» WORK INSTRUCTIONS
Without the pictures, set down every line of the data exactly.

» INFORMATION GIVEN
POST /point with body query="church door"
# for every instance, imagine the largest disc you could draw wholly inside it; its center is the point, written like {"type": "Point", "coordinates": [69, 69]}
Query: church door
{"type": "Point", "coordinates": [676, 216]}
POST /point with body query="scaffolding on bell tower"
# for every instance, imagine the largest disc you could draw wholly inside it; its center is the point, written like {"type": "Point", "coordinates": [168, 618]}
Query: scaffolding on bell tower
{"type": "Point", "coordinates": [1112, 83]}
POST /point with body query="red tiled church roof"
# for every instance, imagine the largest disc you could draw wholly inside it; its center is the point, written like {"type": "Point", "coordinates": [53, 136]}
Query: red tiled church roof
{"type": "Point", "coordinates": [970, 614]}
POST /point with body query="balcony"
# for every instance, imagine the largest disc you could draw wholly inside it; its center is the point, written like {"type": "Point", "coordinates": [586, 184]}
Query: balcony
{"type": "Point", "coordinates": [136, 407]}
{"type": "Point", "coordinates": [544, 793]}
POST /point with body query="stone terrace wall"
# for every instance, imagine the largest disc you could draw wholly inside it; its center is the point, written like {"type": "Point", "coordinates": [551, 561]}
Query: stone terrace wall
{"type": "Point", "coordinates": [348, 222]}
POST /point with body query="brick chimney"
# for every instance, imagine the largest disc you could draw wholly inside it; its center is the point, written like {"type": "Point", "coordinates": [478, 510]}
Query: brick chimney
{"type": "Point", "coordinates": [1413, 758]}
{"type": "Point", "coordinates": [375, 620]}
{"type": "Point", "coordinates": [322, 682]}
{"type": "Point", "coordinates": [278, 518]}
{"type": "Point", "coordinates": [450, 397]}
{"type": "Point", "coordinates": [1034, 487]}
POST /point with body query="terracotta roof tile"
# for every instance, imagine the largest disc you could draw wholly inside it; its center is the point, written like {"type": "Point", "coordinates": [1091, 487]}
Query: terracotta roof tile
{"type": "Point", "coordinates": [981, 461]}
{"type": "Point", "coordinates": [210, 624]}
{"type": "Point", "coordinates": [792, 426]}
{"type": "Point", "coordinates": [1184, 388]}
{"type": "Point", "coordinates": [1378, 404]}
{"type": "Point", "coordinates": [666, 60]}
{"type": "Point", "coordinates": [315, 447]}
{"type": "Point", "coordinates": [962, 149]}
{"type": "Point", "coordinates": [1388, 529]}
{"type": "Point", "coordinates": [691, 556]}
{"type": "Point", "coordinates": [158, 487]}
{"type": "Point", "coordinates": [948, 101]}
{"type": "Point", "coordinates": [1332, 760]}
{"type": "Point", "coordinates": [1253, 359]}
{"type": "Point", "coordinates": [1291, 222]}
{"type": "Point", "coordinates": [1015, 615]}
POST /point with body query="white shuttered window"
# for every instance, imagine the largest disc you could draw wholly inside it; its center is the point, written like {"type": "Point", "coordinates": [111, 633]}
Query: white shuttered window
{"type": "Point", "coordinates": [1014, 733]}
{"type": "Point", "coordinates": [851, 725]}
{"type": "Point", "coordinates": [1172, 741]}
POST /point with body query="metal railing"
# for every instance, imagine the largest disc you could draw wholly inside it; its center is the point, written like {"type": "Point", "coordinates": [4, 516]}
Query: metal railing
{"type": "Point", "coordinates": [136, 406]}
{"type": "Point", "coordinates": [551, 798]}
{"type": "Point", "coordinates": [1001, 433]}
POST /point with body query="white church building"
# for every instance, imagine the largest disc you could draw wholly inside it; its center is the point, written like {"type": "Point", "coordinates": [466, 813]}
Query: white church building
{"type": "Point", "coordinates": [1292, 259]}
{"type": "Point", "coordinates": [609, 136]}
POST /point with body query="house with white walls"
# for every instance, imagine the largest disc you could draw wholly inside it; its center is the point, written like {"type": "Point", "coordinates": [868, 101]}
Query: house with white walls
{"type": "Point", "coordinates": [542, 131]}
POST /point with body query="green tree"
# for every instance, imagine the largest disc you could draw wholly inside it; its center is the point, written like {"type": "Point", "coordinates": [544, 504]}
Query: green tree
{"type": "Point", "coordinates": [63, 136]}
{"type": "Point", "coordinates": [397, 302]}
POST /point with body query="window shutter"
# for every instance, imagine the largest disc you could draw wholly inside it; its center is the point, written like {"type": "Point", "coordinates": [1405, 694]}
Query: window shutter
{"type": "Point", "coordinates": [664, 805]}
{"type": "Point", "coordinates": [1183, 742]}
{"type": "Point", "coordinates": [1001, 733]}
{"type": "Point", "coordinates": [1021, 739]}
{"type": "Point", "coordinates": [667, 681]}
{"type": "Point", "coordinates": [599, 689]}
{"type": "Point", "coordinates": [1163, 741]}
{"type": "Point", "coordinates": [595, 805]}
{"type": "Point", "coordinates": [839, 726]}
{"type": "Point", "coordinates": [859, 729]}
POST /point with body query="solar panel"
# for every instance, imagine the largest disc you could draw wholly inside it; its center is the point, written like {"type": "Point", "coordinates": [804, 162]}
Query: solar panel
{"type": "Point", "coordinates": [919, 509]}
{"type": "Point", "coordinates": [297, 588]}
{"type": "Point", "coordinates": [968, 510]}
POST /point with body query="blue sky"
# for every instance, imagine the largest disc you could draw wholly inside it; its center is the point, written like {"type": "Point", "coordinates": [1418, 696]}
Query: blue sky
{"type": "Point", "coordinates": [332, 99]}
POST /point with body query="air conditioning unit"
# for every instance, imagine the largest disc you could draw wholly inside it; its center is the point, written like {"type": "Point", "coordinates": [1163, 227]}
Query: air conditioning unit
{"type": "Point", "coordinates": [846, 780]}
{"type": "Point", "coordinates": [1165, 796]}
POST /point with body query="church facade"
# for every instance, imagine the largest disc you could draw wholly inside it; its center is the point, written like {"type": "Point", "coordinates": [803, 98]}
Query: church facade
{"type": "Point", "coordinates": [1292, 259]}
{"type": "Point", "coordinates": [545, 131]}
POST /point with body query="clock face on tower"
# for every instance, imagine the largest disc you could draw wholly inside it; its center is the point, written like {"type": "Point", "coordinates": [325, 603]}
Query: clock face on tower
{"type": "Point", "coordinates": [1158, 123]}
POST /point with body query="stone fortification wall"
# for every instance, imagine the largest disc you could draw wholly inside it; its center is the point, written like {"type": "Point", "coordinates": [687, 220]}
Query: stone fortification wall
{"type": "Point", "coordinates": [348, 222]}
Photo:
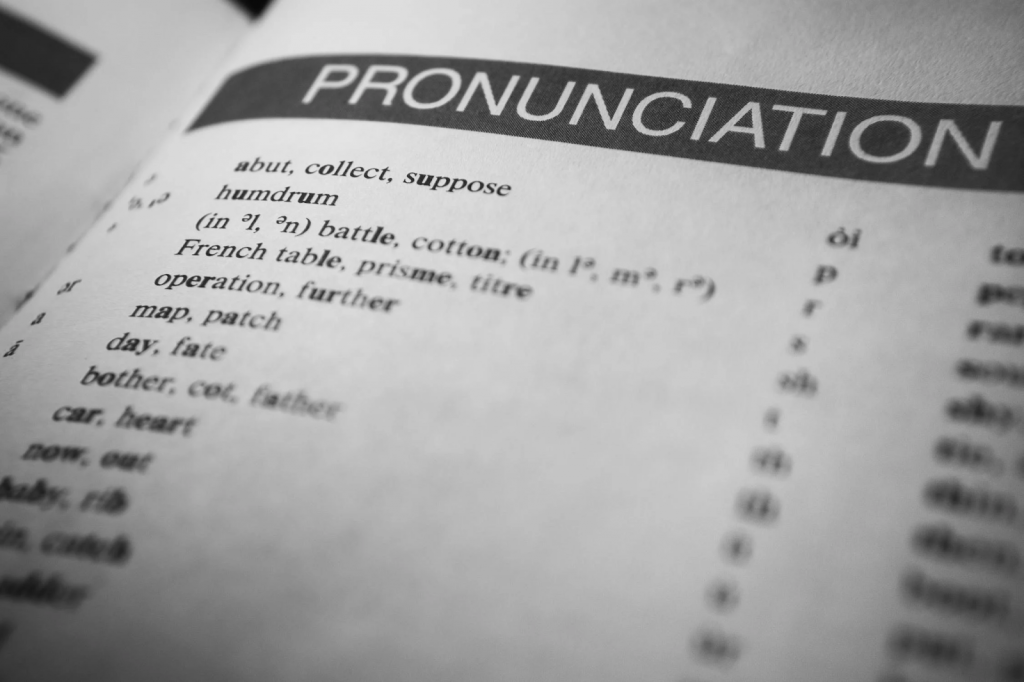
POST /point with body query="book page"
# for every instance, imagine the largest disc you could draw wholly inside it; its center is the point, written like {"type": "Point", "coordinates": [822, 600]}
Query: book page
{"type": "Point", "coordinates": [86, 90]}
{"type": "Point", "coordinates": [543, 341]}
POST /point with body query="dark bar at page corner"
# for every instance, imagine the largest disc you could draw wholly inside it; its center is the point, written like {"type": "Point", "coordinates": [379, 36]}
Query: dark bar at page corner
{"type": "Point", "coordinates": [968, 146]}
{"type": "Point", "coordinates": [39, 56]}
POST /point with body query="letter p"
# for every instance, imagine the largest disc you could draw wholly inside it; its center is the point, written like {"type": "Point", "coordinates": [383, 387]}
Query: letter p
{"type": "Point", "coordinates": [324, 81]}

» ANSWER TO THIS EXERCISE
POST /point with body query="church door"
# for every instance, imagine the largest disc you could draw wholly inside it; its center is the point, written like {"type": "Point", "coordinates": [69, 69]}
Query: church door
{"type": "Point", "coordinates": [676, 216]}
POST /point with body query="scaffolding on bell tower"
# for every instance, imagine the largest disc you could draw wholly inside it; its center is the point, written like {"type": "Point", "coordinates": [168, 618]}
Query: scaffolding on bell tower
{"type": "Point", "coordinates": [1112, 83]}
POST /point with body query="red tiled church roof"
# for every instance, imagine the largest disc you could draw wholly inside it; its center is the point, written like {"type": "Point", "coordinates": [53, 136]}
Query: red tiled church roof
{"type": "Point", "coordinates": [970, 614]}
POST /point with body query="balcony"
# for every instance, imagine the largest disc you could draw wholly inside it; its center is the point, written like {"type": "Point", "coordinates": [586, 184]}
Query: balcony
{"type": "Point", "coordinates": [136, 407]}
{"type": "Point", "coordinates": [544, 793]}
POST /point with body query="stone terrace wall"
# for every instance, imagine the largest disc you could draw wholly inside it; its center is the point, written like {"type": "Point", "coordinates": [551, 561]}
Query: stone terrace wall
{"type": "Point", "coordinates": [348, 222]}
POST /point with body query="brick chimney"
# for every instance, imagine the largest disc you could draw wholly inside it; its center is the point, written like {"type": "Point", "coordinates": [478, 510]}
Query: brick chimney
{"type": "Point", "coordinates": [1413, 758]}
{"type": "Point", "coordinates": [375, 620]}
{"type": "Point", "coordinates": [322, 682]}
{"type": "Point", "coordinates": [278, 518]}
{"type": "Point", "coordinates": [450, 397]}
{"type": "Point", "coordinates": [1034, 487]}
POST /point with body query="terracotta roof tile"
# for every instance, imagine the largest disc you could draw wholly inside it; its center is the point, written like {"type": "Point", "coordinates": [1091, 487]}
Query: terracotta roof tile
{"type": "Point", "coordinates": [981, 461]}
{"type": "Point", "coordinates": [210, 624]}
{"type": "Point", "coordinates": [792, 426]}
{"type": "Point", "coordinates": [1184, 388]}
{"type": "Point", "coordinates": [1378, 404]}
{"type": "Point", "coordinates": [666, 60]}
{"type": "Point", "coordinates": [315, 447]}
{"type": "Point", "coordinates": [962, 149]}
{"type": "Point", "coordinates": [1388, 529]}
{"type": "Point", "coordinates": [691, 556]}
{"type": "Point", "coordinates": [158, 487]}
{"type": "Point", "coordinates": [948, 101]}
{"type": "Point", "coordinates": [1332, 760]}
{"type": "Point", "coordinates": [1253, 359]}
{"type": "Point", "coordinates": [1291, 222]}
{"type": "Point", "coordinates": [1015, 615]}
POST /point with body query="white shuttered window"
# for every instance, imagine the largest disc you could draw wholly inside it; its center is the point, written like {"type": "Point", "coordinates": [111, 633]}
Query: white shuttered window
{"type": "Point", "coordinates": [1014, 733]}
{"type": "Point", "coordinates": [851, 725]}
{"type": "Point", "coordinates": [1172, 741]}
POST /point with body query="metal railing"
# for every instance, imagine the largest disc you could draw wholly inside it; its center is the point, written like {"type": "Point", "coordinates": [4, 516]}
Query: metal railing
{"type": "Point", "coordinates": [136, 406]}
{"type": "Point", "coordinates": [551, 798]}
{"type": "Point", "coordinates": [1001, 433]}
POST /point with body query="white church building"
# for every instance, imagine the largest disc you could draw wholly inside it; its center is the point, written like {"type": "Point", "coordinates": [466, 813]}
Query: white church building
{"type": "Point", "coordinates": [1292, 259]}
{"type": "Point", "coordinates": [609, 136]}
POST /point with body query="house with white walls"
# for every instance, imagine the largest disc you could draw wholly inside it; its center is the point, written like {"type": "Point", "coordinates": [868, 101]}
Query: house with white walls
{"type": "Point", "coordinates": [542, 131]}
POST /point with body query="green tree"
# for every instance, imagine the largest disc you could draw wholly inside it; its center is the point, written like {"type": "Point", "coordinates": [544, 504]}
Query: green tree
{"type": "Point", "coordinates": [63, 136]}
{"type": "Point", "coordinates": [397, 302]}
POST /point with body query="window shutter"
# for every instance, imagine the largest disc you could draw wholly inside it; its center is the point, written like {"type": "Point", "coordinates": [1405, 694]}
Query: window shutter
{"type": "Point", "coordinates": [664, 805]}
{"type": "Point", "coordinates": [1183, 742]}
{"type": "Point", "coordinates": [1001, 733]}
{"type": "Point", "coordinates": [1021, 739]}
{"type": "Point", "coordinates": [667, 681]}
{"type": "Point", "coordinates": [599, 689]}
{"type": "Point", "coordinates": [1163, 741]}
{"type": "Point", "coordinates": [595, 805]}
{"type": "Point", "coordinates": [839, 726]}
{"type": "Point", "coordinates": [859, 729]}
POST /point with body query="solar panel"
# for every instance, imagine the largest disc you could draw wholly inside it; its center is the point, written like {"type": "Point", "coordinates": [804, 162]}
Query: solar panel
{"type": "Point", "coordinates": [919, 509]}
{"type": "Point", "coordinates": [297, 588]}
{"type": "Point", "coordinates": [968, 510]}
POST /point with body query="blue sky"
# for every instance, imagine the largest disc you could draw wholly inside it; its center is the point, written like {"type": "Point", "coordinates": [1418, 696]}
Query: blue sky
{"type": "Point", "coordinates": [332, 99]}
POST /point with body query="air conditioning unit"
# for every instance, imagine the largest disc you could draw wholly inside it; its center is the point, written like {"type": "Point", "coordinates": [1163, 227]}
Query: air conditioning unit
{"type": "Point", "coordinates": [846, 780]}
{"type": "Point", "coordinates": [1165, 796]}
POST /point with body query="church facade"
# for every instance, imagine the largest disc you could draw wholly inside it; its center is the point, written like {"type": "Point", "coordinates": [803, 98]}
Query: church facade
{"type": "Point", "coordinates": [1292, 259]}
{"type": "Point", "coordinates": [545, 131]}
POST /point with body query="clock face on tower"
# for every instance, imagine the largest disc you could draw wholly inside it; its center is the point, written like {"type": "Point", "coordinates": [325, 603]}
Query: clock face on tower
{"type": "Point", "coordinates": [1158, 123]}
POST /point with body query="stone fortification wall"
# for every instance, imagine the largest disc you could draw wholly inside it; its center is the point, written like {"type": "Point", "coordinates": [687, 220]}
Query: stone fortification wall
{"type": "Point", "coordinates": [348, 222]}
Photo:
POST /point with body query="book page"
# for every instance, imagine the largest disc you could draw wholly inside it; its center is the point, written like {"type": "Point", "coordinates": [822, 600]}
Query: book page
{"type": "Point", "coordinates": [86, 90]}
{"type": "Point", "coordinates": [543, 341]}
POST /point with body query="dark bar at page corner"
# for every instance, imagine the largest disc you could draw wholly inside it; its center is the point, written like {"type": "Point", "coordinates": [379, 36]}
Query: dark bar at page corner
{"type": "Point", "coordinates": [968, 146]}
{"type": "Point", "coordinates": [39, 56]}
POST /point with body query="letter p"
# for every instance, imagine the largest disc you could draw wholly inside it; its center is the point, written like {"type": "Point", "coordinates": [383, 387]}
Query: letter p
{"type": "Point", "coordinates": [324, 81]}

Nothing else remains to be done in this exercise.